Minimum Spanning Tree

Problem

Given a connected, undirected, weighted graph $G = (V, E)$, find a spanning tree $T \subseteq E$ such that the total edge weight $\sum_{e \in T} w(e)$ is minimized. A spanning tree connects all $V$ vertices using exactly $V - 1$ edges with no cycles.

Intuition

A spanning tree is any acyclic subgraph that connects every vertex. Among all possible spanning trees, the MST has the smallest total weight. Two properties drive the classic algorithms:

• Cut property: for any cut $(S, V \setminus S)$, the minimum-weight edge crossing the cut is in every MST (assuming distinct weights). This justifies greedily picking light edges.
• Cycle property: for any cycle in $G$, the maximum-weight edge in that cycle is not in any MST. This justifies discarding heavy edges that would form cycles.

Kruskal’s algorithm

Sort all edges by weight, then greedily add each edge if it doesn’t create a cycle. Use Union-Find to check connectivity in near-constant time.

Kruskal(V, E):
    sort E by weight ascending
    UF ← UnionFind(V)
    mst ← []

    for (u, v, w) in E:
        if UF.find(u) ≠ UF.find(v):
            mst.append((u, v, w))
            UF.union(u, v)
        if |mst| == |V| - 1:
            break
    return mst

The bottleneck is the sort: $O(E \log E)$. Each union/find is $O(\alpha(V))$, so the Union-Find work totals $O(E \cdot \alpha(V))$.

Prim’s algorithm

Grow the MST from a starting vertex by always adding the cheapest edge connecting a tree vertex to a non-tree vertex. This is Dijkstra’s algorithm but tracking edge weight instead of cumulative distance.

Prim(graph, start):
    inMST ← {start}
    pq ← MinHeap()
    for (v, w) in graph[start]:
        pq.insert((w, start, v))
    mst ← []

    while |inMST| < |V|:
        (w, u, v) ← pq.extract_min()
        if v in inMST: continue
        inMST.add(v)
        mst.append((u, v, w))
        for (next, nw) in graph[v]:
            if next ∉ inMST:
                pq.insert((nw, v, next))
    return mst

Kruskal vs Prim

	Kruskal	Prim (binary heap)
Best for	Sparse graphs ($E \approx V$)	Dense graphs ($E \approx V^2$)
Data structure	Union-Find	Priority queue
Edge list needed?	Yes (sorts all edges)	No (adjacency list)
Parallelizable	Easy (filter-kruskal)	Harder

For sparse graphs, Kruskal’s $O(E \log E)$ dominates because $E$ is small. For dense graphs, Prim’s with an adjacency matrix runs in $O(V^2)$, avoiding the costly sort when $E \approx V^2$.

Properties of MSTs

• Uniqueness: if all edge weights are distinct, the MST is unique. With ties, multiple MSTs may exist but all share the same total weight.
• Cycle property: the heaviest edge in any cycle is never in an MST.
• Cut property: the lightest edge across any cut is always in the MST (with distinct weights).
• Edge count: always exactly $V - 1$.
• Minimax path: the MST minimizes the maximum edge weight on the path between any two vertices.

### AIM A
Copy the spanning tree page text word for word, beginning at the words "Kruskal’s algorithm" and stopping after "UF.union(u, v)".
The spanning tree page and the rows come from separate, unrelated sources.

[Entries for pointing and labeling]

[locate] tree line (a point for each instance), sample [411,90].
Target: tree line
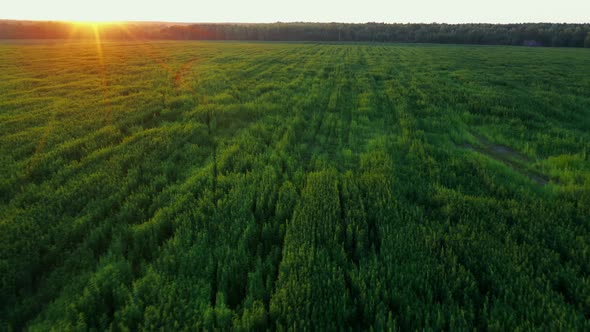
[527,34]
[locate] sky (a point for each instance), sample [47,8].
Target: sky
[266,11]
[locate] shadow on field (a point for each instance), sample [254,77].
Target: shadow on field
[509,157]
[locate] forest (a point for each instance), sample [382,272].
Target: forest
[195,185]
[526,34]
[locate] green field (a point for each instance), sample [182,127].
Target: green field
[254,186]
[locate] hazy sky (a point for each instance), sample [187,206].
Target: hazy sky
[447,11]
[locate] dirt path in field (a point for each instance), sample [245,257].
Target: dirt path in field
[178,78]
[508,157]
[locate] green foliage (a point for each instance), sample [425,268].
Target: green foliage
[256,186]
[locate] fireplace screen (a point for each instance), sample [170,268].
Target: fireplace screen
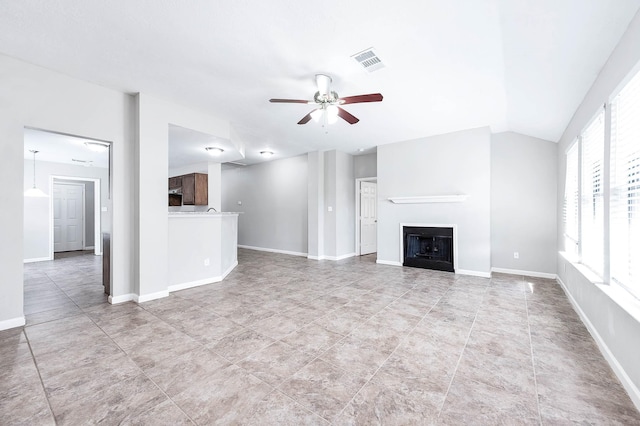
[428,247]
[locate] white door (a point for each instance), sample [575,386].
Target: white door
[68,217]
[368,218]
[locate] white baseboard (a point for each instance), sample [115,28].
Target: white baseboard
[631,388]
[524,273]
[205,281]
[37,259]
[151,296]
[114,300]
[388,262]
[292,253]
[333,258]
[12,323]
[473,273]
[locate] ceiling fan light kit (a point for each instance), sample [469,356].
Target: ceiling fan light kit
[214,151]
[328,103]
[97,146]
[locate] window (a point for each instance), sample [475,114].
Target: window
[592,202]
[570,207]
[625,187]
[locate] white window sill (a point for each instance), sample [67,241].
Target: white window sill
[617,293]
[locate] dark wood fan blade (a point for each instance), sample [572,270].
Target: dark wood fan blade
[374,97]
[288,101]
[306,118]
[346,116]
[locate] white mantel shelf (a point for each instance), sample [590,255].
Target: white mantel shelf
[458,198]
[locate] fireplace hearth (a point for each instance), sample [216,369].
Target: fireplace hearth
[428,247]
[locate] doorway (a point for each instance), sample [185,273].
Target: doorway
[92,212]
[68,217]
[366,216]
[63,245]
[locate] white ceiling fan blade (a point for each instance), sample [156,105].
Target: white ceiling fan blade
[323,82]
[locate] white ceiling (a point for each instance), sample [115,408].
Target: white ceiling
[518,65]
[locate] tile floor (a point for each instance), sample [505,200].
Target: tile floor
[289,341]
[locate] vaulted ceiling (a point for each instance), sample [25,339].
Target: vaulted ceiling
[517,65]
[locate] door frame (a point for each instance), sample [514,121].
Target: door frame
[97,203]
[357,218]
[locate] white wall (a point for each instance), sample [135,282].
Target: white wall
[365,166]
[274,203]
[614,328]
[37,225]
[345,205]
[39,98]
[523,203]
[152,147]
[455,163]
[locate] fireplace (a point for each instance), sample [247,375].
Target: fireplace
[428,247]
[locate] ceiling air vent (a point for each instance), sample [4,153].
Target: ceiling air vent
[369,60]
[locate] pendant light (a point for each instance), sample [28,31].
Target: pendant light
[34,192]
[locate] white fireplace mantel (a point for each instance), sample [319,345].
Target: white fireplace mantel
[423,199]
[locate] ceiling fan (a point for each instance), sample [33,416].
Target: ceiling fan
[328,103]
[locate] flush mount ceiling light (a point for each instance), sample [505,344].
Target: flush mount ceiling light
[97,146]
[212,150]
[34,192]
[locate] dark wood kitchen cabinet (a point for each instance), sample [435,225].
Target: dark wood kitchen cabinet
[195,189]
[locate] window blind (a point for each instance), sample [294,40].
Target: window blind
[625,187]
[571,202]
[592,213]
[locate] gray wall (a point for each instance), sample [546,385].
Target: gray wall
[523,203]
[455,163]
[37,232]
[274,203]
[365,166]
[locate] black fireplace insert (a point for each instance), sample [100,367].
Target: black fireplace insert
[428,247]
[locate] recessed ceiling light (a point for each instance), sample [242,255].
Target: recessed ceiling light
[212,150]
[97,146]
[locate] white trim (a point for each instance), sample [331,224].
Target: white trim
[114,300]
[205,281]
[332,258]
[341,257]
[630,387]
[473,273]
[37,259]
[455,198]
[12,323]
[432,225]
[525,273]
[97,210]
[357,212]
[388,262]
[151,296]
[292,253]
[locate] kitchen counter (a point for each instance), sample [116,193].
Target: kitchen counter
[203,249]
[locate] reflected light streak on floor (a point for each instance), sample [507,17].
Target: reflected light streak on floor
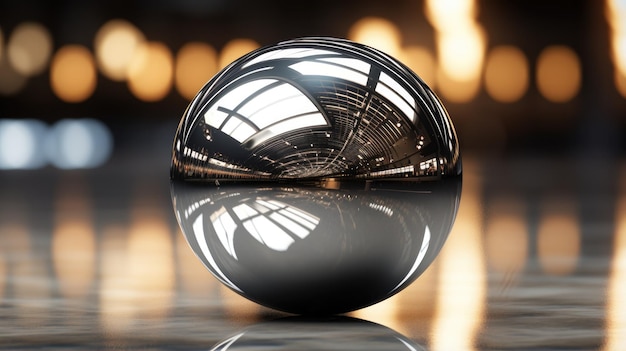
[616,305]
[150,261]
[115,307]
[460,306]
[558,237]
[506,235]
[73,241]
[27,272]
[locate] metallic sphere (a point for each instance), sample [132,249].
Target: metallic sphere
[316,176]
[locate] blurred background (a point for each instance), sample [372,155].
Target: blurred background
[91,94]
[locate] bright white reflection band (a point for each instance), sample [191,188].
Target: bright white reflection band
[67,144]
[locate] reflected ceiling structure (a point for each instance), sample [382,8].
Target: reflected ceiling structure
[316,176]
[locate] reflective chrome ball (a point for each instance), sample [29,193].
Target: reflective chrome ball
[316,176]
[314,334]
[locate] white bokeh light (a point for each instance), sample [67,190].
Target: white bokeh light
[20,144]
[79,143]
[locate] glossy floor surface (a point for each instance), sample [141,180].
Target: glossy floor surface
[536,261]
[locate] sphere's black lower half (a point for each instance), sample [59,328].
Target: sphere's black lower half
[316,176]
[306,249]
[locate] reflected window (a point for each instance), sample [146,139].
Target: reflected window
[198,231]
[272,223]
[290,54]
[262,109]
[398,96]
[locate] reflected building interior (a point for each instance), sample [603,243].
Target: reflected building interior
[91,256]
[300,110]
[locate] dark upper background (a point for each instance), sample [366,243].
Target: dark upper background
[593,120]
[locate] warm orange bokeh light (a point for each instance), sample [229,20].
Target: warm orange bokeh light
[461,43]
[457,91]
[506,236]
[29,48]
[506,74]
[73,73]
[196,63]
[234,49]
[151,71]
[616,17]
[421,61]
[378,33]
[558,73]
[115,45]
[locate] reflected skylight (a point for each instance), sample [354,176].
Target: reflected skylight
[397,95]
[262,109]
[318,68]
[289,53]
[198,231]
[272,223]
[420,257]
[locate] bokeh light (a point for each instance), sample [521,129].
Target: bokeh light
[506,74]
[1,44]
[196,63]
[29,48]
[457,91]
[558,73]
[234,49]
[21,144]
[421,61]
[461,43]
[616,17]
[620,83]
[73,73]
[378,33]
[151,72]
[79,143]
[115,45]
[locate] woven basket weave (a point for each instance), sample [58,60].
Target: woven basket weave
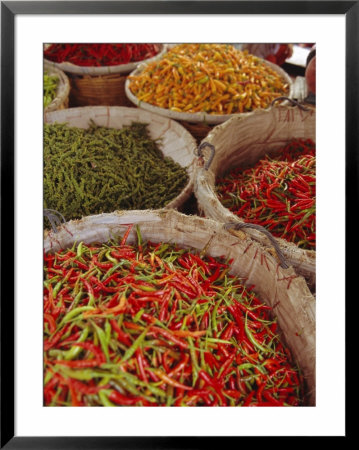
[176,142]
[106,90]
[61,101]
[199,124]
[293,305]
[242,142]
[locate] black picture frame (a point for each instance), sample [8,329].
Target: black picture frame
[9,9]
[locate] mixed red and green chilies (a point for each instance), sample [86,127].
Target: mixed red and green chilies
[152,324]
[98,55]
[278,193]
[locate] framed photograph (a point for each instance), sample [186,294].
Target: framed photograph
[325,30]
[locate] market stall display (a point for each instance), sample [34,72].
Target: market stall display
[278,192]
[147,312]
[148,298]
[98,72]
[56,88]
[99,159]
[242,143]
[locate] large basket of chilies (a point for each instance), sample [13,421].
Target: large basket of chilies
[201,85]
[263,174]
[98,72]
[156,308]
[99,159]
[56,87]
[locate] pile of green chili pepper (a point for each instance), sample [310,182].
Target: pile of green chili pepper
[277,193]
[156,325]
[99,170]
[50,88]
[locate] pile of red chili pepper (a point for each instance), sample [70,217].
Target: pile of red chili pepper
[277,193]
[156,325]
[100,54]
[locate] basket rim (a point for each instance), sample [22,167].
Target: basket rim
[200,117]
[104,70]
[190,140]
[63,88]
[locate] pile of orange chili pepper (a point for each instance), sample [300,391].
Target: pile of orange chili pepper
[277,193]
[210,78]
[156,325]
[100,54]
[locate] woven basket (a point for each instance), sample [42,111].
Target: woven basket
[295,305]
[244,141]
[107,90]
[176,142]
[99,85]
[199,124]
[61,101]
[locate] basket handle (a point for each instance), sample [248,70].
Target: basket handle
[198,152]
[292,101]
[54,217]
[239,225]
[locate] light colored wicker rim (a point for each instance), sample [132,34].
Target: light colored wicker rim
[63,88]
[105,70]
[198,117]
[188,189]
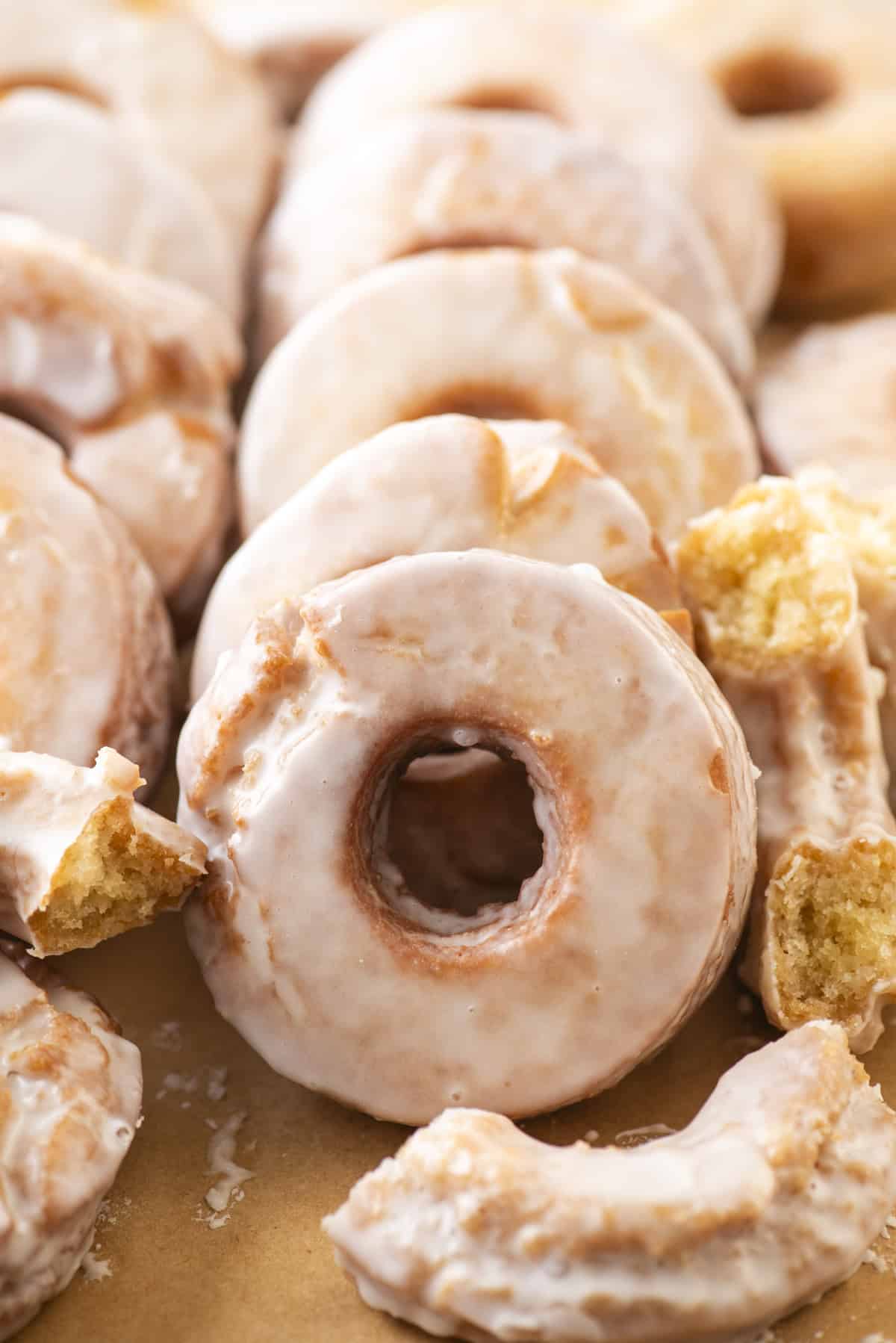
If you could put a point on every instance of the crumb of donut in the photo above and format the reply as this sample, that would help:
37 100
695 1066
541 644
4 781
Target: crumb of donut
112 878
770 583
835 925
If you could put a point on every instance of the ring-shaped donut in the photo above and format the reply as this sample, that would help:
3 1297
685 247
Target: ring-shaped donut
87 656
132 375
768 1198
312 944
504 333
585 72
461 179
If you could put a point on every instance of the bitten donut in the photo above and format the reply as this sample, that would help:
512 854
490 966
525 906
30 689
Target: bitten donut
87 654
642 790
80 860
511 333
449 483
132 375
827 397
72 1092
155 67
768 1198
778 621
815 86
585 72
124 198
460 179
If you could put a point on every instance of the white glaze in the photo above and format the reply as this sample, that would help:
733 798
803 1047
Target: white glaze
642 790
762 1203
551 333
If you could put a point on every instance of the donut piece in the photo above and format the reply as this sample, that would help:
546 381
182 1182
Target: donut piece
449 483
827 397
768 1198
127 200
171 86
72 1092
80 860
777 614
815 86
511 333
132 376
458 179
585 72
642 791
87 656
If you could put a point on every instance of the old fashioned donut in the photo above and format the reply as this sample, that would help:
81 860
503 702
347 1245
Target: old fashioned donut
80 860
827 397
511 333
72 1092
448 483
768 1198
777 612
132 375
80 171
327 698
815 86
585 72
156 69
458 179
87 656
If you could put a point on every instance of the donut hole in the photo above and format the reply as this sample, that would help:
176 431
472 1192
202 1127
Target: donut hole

### AIM B
Count the lines in the rows that contain the string "ball", and reply with the number only.

### EXERCISE RESULT A
Kruskal’s algorithm

Sort all edges by weight, then greedily add each edge if it doesn’t create a cycle. Use Union-Find to check connectivity in near-constant time.

Kruskal(V, E):
    sort E by weight ascending
    UF ← UnionFind(V)
    mst ← []

    for (u, v, w) in E:
        if UF.find(u) ≠ UF.find(v):
            mst.append((u, v, w))
            UF.union(u, v)

### EXERCISE RESULT B
2